Stored data
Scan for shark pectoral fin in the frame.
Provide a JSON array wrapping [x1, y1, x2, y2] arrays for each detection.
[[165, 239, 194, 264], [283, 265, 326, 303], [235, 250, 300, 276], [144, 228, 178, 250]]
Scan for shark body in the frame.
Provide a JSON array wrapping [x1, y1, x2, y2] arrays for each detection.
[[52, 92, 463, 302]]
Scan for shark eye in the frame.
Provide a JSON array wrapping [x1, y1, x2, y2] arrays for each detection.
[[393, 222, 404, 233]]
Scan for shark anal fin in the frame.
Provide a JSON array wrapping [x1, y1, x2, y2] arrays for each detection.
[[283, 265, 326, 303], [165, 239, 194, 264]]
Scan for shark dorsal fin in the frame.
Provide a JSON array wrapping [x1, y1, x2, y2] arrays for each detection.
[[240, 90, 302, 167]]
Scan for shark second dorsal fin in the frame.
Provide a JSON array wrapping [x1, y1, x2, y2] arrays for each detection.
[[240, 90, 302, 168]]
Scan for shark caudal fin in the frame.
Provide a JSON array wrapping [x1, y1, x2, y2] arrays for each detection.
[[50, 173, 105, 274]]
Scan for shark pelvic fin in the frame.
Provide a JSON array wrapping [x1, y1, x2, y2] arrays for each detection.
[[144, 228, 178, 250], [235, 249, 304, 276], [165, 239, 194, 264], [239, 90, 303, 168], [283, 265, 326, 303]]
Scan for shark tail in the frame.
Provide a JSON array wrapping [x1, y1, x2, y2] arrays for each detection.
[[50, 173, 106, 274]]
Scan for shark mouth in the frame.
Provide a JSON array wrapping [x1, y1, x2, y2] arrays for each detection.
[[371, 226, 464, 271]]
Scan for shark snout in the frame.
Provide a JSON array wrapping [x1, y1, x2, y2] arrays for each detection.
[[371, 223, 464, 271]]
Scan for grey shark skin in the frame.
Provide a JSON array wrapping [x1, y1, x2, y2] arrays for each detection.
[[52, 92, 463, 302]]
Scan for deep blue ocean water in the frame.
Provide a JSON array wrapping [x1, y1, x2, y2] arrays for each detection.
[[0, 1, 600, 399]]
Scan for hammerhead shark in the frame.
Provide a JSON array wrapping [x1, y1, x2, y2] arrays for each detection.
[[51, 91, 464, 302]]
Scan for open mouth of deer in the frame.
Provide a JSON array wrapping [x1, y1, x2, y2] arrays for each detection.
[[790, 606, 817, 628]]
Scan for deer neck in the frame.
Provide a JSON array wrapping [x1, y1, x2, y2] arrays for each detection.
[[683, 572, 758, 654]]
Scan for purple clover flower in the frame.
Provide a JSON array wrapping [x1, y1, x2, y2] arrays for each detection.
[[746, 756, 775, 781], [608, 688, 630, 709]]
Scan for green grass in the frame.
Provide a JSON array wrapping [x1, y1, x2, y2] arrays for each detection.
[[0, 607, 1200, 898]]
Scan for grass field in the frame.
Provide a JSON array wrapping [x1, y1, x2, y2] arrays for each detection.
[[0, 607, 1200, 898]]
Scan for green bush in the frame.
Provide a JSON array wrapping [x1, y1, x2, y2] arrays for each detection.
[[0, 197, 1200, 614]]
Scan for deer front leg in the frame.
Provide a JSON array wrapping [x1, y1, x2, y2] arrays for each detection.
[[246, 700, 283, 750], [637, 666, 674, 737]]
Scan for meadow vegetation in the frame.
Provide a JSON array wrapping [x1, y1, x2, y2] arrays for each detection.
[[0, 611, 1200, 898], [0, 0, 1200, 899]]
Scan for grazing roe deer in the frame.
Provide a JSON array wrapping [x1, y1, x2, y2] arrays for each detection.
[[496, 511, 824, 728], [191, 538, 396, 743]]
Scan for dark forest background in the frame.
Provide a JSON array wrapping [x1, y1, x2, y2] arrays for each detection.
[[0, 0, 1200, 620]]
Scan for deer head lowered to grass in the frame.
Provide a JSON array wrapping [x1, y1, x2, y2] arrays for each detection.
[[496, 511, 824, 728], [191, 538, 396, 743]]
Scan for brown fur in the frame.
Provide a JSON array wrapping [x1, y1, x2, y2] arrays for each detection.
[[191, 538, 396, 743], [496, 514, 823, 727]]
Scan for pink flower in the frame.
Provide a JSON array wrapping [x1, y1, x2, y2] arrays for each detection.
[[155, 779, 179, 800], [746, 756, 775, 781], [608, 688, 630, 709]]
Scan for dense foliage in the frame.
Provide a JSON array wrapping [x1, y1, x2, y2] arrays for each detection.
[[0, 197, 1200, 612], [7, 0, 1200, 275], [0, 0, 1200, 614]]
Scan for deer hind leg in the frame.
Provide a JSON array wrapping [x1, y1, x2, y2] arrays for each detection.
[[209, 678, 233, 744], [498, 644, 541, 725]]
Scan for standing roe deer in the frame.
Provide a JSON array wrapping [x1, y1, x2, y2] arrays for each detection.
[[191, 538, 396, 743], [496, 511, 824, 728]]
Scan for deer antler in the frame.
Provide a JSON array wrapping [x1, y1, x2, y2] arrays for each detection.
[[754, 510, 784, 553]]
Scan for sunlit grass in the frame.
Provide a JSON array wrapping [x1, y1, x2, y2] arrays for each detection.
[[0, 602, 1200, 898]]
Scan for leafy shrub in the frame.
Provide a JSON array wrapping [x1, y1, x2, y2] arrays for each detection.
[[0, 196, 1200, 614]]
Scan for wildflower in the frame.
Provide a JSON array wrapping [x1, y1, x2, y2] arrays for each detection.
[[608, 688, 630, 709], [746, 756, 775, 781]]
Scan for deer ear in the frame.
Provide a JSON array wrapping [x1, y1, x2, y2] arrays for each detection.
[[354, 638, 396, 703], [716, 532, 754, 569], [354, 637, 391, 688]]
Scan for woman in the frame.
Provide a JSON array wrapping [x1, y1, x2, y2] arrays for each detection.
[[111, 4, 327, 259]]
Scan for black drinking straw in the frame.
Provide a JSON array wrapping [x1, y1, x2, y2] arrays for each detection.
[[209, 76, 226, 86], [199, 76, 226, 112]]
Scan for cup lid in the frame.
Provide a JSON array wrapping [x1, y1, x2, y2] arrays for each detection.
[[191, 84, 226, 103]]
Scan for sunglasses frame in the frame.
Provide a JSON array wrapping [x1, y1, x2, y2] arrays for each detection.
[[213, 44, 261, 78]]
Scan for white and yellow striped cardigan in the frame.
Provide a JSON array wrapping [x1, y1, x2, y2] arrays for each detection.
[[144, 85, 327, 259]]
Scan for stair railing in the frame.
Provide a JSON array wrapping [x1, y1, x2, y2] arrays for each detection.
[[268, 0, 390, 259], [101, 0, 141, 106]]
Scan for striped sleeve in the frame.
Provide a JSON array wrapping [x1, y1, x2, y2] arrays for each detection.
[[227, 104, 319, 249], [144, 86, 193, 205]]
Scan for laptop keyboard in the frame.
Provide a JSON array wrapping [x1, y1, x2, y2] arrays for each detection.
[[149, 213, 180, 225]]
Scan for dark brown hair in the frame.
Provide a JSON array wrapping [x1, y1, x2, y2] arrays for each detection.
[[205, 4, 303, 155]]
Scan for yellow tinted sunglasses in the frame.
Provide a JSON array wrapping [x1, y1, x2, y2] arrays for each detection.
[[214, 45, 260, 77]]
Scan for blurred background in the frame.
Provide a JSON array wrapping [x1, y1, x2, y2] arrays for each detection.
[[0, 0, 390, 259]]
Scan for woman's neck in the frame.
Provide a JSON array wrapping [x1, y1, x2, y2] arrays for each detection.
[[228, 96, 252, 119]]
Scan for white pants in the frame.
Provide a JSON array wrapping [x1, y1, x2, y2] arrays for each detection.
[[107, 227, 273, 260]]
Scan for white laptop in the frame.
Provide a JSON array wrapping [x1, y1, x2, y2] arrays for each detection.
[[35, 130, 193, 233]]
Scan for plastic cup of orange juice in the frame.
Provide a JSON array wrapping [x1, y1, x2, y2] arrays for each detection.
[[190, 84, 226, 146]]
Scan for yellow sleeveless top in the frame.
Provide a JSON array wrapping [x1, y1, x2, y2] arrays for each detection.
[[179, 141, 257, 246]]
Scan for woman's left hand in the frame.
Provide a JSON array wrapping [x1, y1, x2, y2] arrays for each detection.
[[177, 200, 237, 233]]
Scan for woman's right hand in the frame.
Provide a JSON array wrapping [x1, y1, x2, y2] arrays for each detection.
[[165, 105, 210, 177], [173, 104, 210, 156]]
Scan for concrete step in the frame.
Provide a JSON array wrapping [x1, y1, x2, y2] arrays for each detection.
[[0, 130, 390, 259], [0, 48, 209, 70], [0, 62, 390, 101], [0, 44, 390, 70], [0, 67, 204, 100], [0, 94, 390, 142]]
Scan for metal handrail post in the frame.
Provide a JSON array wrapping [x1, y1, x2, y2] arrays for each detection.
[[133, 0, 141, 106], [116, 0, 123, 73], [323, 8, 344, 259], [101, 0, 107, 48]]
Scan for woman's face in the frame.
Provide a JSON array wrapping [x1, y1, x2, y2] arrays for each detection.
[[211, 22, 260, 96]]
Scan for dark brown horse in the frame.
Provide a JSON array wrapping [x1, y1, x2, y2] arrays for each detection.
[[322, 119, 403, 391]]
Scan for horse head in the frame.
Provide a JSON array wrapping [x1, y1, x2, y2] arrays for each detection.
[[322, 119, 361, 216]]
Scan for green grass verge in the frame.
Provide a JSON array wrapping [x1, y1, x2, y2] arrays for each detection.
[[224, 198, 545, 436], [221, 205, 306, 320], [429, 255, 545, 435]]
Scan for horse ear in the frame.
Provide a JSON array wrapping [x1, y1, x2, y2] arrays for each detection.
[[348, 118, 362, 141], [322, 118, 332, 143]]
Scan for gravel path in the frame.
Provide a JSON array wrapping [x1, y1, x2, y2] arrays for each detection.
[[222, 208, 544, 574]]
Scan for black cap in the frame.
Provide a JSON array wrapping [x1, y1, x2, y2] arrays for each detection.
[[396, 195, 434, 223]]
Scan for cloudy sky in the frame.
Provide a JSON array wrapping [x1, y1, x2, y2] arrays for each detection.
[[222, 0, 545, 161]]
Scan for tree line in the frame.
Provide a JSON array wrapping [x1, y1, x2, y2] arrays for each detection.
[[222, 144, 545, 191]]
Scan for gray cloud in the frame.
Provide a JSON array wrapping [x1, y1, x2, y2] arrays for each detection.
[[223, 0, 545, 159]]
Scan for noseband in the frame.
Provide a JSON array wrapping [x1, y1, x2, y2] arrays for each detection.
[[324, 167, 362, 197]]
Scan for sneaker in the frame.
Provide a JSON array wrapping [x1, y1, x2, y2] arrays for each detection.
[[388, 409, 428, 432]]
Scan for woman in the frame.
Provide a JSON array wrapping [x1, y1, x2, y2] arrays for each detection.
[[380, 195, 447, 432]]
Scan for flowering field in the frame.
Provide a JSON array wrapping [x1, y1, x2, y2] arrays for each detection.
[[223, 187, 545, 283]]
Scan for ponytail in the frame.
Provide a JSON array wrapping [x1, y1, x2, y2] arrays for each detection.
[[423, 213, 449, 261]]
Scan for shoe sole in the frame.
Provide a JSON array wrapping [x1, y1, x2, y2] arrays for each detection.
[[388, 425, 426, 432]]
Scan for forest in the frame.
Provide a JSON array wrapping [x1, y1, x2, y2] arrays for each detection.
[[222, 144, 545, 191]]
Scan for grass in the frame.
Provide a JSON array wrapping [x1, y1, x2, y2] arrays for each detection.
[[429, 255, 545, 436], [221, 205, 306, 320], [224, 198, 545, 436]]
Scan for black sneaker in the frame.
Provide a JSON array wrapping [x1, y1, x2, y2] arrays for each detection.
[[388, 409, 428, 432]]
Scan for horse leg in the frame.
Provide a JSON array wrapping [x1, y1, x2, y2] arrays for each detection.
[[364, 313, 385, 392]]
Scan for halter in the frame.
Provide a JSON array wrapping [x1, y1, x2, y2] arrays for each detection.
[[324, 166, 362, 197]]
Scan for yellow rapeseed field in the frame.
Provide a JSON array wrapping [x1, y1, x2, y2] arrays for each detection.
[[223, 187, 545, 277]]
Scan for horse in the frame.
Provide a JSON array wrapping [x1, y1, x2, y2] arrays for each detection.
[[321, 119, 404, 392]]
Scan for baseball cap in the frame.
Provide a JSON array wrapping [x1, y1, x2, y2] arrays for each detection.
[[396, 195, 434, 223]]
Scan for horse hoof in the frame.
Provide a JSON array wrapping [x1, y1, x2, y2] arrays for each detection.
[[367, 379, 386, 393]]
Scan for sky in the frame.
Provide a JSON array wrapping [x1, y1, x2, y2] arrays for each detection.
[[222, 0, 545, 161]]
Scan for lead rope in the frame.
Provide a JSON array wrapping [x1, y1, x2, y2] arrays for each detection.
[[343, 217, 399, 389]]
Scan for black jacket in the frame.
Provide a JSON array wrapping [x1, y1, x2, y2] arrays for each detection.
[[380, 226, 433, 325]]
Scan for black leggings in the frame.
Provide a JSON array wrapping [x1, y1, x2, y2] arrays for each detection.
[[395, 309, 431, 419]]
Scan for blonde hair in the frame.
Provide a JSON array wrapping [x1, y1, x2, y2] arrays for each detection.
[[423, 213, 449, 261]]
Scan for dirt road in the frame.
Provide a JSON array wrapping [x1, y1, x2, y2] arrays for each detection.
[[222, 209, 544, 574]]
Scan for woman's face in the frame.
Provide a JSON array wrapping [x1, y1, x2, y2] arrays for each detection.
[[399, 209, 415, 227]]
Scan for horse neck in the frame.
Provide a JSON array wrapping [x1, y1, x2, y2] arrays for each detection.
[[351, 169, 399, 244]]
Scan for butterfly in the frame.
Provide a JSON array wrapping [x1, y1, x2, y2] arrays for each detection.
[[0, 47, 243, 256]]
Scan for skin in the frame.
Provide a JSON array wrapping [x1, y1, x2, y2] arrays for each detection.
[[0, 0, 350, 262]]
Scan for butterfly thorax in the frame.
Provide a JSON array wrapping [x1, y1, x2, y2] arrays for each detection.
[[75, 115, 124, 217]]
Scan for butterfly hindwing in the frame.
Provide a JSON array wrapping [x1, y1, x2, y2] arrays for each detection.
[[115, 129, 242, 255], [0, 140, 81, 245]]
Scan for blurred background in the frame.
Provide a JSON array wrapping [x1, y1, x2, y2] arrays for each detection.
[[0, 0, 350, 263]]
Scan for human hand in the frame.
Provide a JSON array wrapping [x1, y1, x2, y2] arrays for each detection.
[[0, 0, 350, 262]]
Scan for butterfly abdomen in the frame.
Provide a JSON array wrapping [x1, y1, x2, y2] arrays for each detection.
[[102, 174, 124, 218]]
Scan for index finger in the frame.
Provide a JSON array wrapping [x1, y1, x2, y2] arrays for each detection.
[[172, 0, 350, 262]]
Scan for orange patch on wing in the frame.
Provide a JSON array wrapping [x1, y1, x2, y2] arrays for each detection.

▶ TASK STATEMENT:
Copy everything from the start of the records down to the line containing "228, 178, 250]]", requests included, and shift each bounding-box coordinate in the answers by adding 130 to it.

▶ WRITTEN RESPONSE:
Scan for shark pectoral fin in the frame.
Provide a JSON array wrapping [x1, y1, x2, y2] arrays for each detection.
[[295, 369, 324, 394], [413, 395, 456, 433], [365, 380, 430, 406], [274, 358, 308, 380]]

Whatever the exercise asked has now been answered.